TASKS
(A) List every normal load applied to each sample in the nanoscratching passage below.
(B) Answer these questions from the nanoscratching passage below, one answer per line.
(i) What are the dimensions of each copper sample?
(ii) What is the upper limit on the measured surface roughness (R_a)?
(iii) Which three surface orientations do the copper samples have?
(C) Extend the passage on nanoscratching of single crystalline copper, starting from the point where it stops.

TEXT SHOWN
To reveal the crystallographic orientation dependence of material removal in the nanoscratching, three commercially-provided single crystalline copper samples with different surface orientations of (010), (110) and (111) are considered. The 2θ-diffraction angles obtained from the X-Ray diffraction for the (010)-, (110)- and (111)-oriented single crystalline copper are 50.4, 43.36 and 74.18^。, respectively. All the three copper samples have the same dimension of 10 mm × 10 mm × 1 mm, and the measured surface roughness (R_a) is less than 5 nm. For each sample, six normal loads (20.6, 28.9, 37.2, 45.4, 53.7 and 61.9 μN) are considered.

[A block of data]
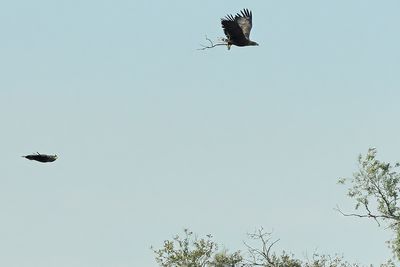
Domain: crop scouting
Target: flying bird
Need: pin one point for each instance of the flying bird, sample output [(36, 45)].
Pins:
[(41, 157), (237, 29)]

---

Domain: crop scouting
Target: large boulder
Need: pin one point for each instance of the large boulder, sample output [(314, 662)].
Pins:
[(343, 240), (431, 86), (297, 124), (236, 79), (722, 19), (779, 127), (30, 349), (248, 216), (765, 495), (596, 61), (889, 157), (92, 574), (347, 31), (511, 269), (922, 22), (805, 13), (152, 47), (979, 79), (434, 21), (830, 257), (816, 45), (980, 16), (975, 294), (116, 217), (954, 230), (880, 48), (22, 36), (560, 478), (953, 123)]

==

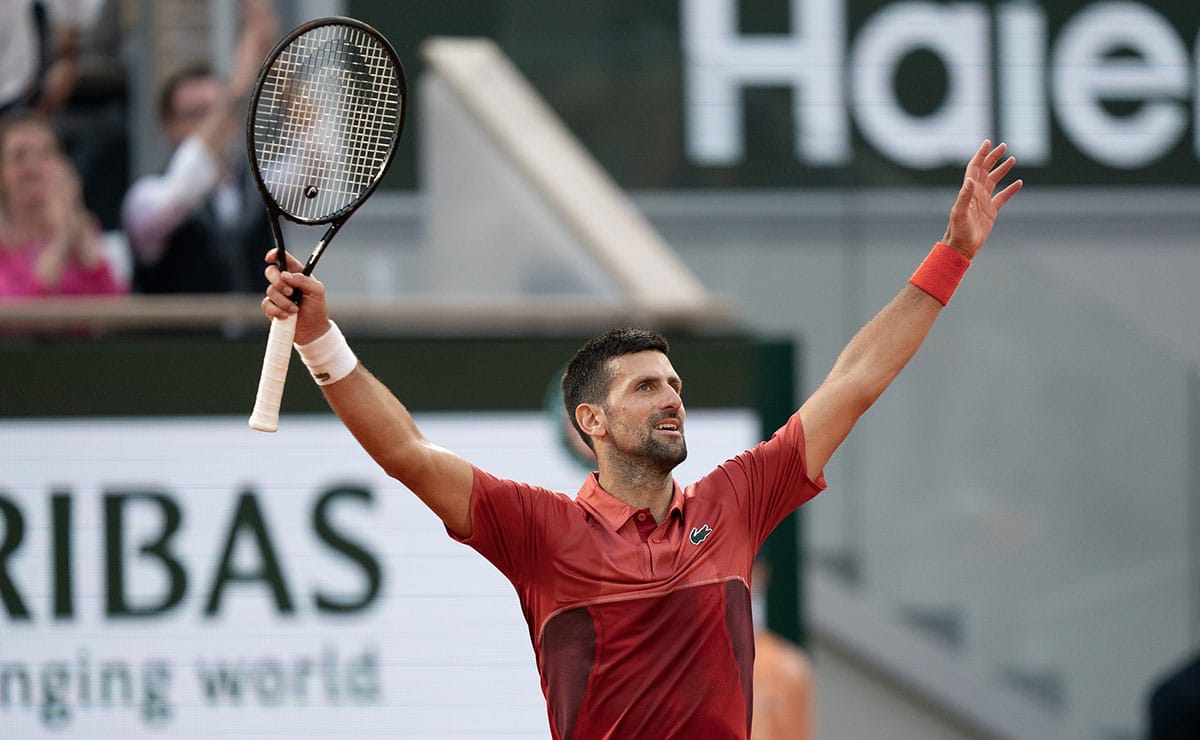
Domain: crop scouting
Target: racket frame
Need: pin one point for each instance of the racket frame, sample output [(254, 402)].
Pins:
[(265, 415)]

ANSWERS TO THE PROBLEMS
(A) 20.6 μN, 28.9 μN, 37.2 μN, 45.4 μN, 53.7 μN, 61.9 μN

(B)
(i) 10 mm × 10 mm × 1 mm
(ii) Less than 5 nm
(iii) (010), (110) and (111)

(C)
2.2 Simulations

In addition to the nanoscratching experiments, MD simulations of load-controlled multi-passes nanoscratching of single crystalline Cu(010), (110) and (111) surfaces are also performed by using the LAMMPS code with an integration timestep of 1 femtosecond [27]. Fig 1(C) presents the MD model of the nanoscratching, which consists of a copper sample and a triangular pyramidal diamond probe. Each sample has a dimension of 28 nm, 7 nm and 14 nm in X, Y and Z directions, respectively. Periodic boundary conditions are only applied in lateral X and Z directions, and the bottom of the sample along Y direction is fixed in space. The atomic interactions in copper sample are described by an EAM potential developed for Cu [28], and the interactions between carbon atoms and copper atoms are described by the Morse potential [29].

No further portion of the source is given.